SET PROBLEM:
Each entry below should be reproduced character for character.

TASK INPUTS:
=====

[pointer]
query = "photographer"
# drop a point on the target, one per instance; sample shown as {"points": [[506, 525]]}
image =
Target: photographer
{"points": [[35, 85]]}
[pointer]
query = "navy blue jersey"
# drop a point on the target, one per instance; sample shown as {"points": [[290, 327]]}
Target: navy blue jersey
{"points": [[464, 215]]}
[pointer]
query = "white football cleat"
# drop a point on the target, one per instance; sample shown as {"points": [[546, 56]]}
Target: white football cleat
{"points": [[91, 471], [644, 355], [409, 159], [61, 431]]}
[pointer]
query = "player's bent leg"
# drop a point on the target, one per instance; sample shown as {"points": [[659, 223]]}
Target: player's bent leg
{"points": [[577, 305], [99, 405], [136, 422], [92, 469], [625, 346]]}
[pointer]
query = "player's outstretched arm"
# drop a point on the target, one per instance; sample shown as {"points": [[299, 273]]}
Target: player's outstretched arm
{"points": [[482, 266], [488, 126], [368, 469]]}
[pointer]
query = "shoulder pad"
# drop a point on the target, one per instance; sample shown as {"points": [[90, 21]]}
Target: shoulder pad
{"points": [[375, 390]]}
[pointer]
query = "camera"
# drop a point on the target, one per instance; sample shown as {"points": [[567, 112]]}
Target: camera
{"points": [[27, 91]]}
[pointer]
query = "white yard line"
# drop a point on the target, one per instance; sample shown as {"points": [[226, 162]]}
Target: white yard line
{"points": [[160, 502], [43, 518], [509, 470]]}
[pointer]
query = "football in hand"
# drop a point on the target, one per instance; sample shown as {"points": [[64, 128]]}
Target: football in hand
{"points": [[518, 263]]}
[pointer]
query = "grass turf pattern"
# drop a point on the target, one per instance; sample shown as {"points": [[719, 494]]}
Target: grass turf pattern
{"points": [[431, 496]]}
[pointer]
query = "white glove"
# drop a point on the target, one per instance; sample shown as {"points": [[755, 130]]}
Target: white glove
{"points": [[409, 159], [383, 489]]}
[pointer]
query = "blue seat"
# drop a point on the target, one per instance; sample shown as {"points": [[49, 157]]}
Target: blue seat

=====

REPLY:
[pointer]
query = "photographer"
# drop a point on the target, one per instance; sample shown as {"points": [[506, 525]]}
image =
Target: photographer
{"points": [[35, 85]]}
[pointer]
query = "navy blue jersey"
# drop a point on the target, one per instance; sample shown as {"points": [[290, 327]]}
Target: navy blue jersey
{"points": [[464, 215]]}
[pointer]
query = "white football cleat"
# drop a point on the target, one per instance; sample shown as {"points": [[546, 56]]}
Target: white football cleat
{"points": [[91, 471], [644, 355], [409, 159], [61, 431]]}
[pointer]
query = "player's bent leg"
# drop a point on the target, one per instance; sample shown as {"points": [[659, 223]]}
Target: player's bent leg
{"points": [[577, 305], [99, 405], [136, 422], [92, 469], [625, 346]]}
[pointer]
query = "player's outstretched arm"
# drop a point on the target, one per instance; sample shown as {"points": [[299, 273]]}
Target: player's outstretched arm
{"points": [[482, 266], [488, 126], [368, 469]]}
[pointer]
query = "shoulder pad"
# drop a point on the target, one per instance; sample shown as {"points": [[90, 21]]}
Target: shoulder pad
{"points": [[375, 390]]}
[pointer]
query = "camera"
# drop a point on the target, one per instance; sample shown as {"points": [[567, 112]]}
Target: camera
{"points": [[27, 91]]}
[pointer]
query = "white yard line"
# drop a point on the target, one per instance; sample shown as {"points": [[226, 162]]}
Target: white yard line
{"points": [[160, 502], [43, 518], [509, 470]]}
[pointer]
query = "football in hand"
# drop a point on the target, one per instance; sample shown as {"points": [[64, 128]]}
Target: football in hand
{"points": [[518, 263]]}
[pointer]
query = "grass turf pattern"
# drop a point on the target, one per instance; sample shown as {"points": [[719, 494]]}
Target: grass turf pattern
{"points": [[431, 496]]}
[pointer]
query = "white glove"
# drop a point on the target, one per instance; sample shown as {"points": [[755, 130]]}
Target: white glove
{"points": [[409, 159], [383, 489]]}
[pointer]
query = "blue seat"
# drop a point on the target, one per instance; sample shown as {"points": [[49, 157]]}
Target: blue seat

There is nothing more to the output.